Region pointing data
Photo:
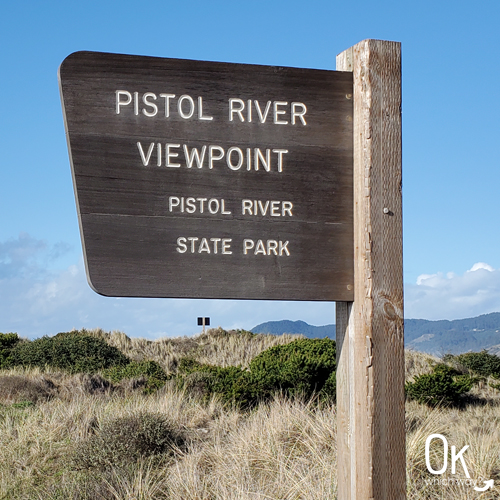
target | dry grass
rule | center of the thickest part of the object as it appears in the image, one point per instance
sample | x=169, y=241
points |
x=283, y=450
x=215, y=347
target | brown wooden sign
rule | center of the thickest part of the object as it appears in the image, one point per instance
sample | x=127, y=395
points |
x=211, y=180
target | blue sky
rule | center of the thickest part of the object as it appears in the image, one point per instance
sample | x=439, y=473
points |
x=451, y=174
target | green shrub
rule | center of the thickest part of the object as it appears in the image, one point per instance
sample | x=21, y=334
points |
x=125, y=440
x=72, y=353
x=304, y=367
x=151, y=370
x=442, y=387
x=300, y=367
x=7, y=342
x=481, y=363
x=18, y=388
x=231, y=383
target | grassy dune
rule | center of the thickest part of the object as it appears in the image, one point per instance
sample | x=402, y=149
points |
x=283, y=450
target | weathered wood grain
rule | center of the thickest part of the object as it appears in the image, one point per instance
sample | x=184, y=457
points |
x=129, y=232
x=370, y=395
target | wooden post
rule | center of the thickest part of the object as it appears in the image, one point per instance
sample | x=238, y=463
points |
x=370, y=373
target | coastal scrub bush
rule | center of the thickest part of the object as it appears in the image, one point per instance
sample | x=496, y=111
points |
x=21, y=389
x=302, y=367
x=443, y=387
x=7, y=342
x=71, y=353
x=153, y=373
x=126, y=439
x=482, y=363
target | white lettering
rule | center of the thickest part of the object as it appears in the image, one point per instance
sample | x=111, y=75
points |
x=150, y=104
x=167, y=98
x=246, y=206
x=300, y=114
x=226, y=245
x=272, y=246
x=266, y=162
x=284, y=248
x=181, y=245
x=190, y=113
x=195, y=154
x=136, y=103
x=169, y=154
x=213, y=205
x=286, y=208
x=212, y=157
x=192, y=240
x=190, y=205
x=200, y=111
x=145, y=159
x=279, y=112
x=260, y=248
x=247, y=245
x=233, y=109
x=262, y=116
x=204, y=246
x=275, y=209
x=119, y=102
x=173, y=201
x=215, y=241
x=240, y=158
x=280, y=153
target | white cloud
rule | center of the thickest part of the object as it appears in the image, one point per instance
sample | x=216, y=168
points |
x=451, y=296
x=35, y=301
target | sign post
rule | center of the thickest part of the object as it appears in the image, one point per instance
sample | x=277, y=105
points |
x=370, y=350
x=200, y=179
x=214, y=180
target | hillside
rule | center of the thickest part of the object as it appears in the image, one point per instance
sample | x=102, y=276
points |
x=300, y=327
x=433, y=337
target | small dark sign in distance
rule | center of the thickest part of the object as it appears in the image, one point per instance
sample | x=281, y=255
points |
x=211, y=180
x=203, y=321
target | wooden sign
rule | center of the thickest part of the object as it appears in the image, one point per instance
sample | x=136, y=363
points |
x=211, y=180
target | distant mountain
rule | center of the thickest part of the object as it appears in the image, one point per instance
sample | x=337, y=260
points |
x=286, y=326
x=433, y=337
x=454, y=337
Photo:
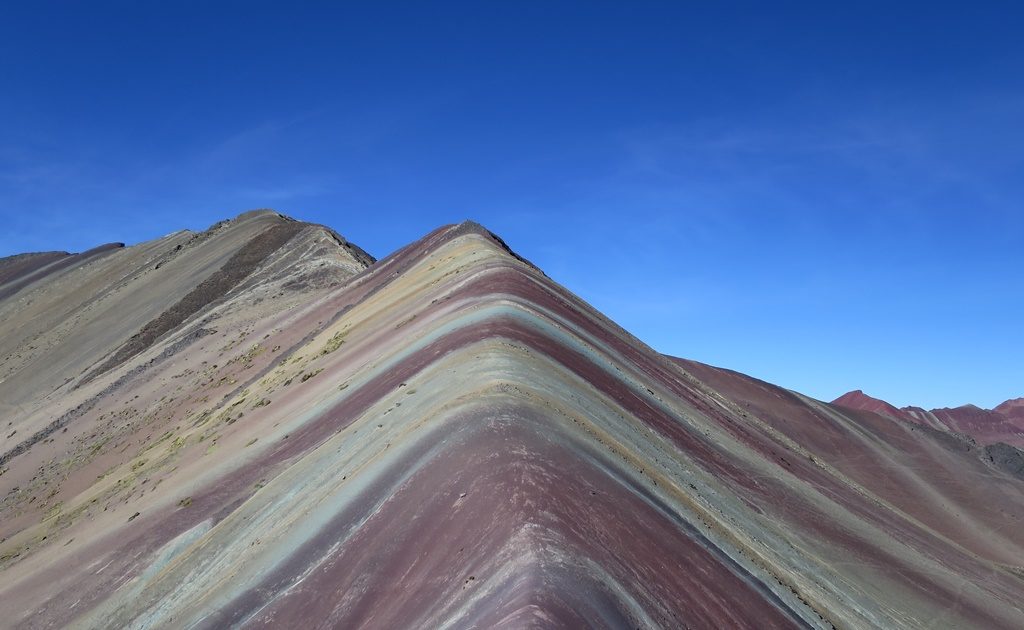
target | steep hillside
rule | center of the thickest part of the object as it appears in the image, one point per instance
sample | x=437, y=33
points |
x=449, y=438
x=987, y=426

_Exercise brief_
In the data above, find each line that uses the string "post". Copy it.

_Exercise output_
target | wooden post
target | sign post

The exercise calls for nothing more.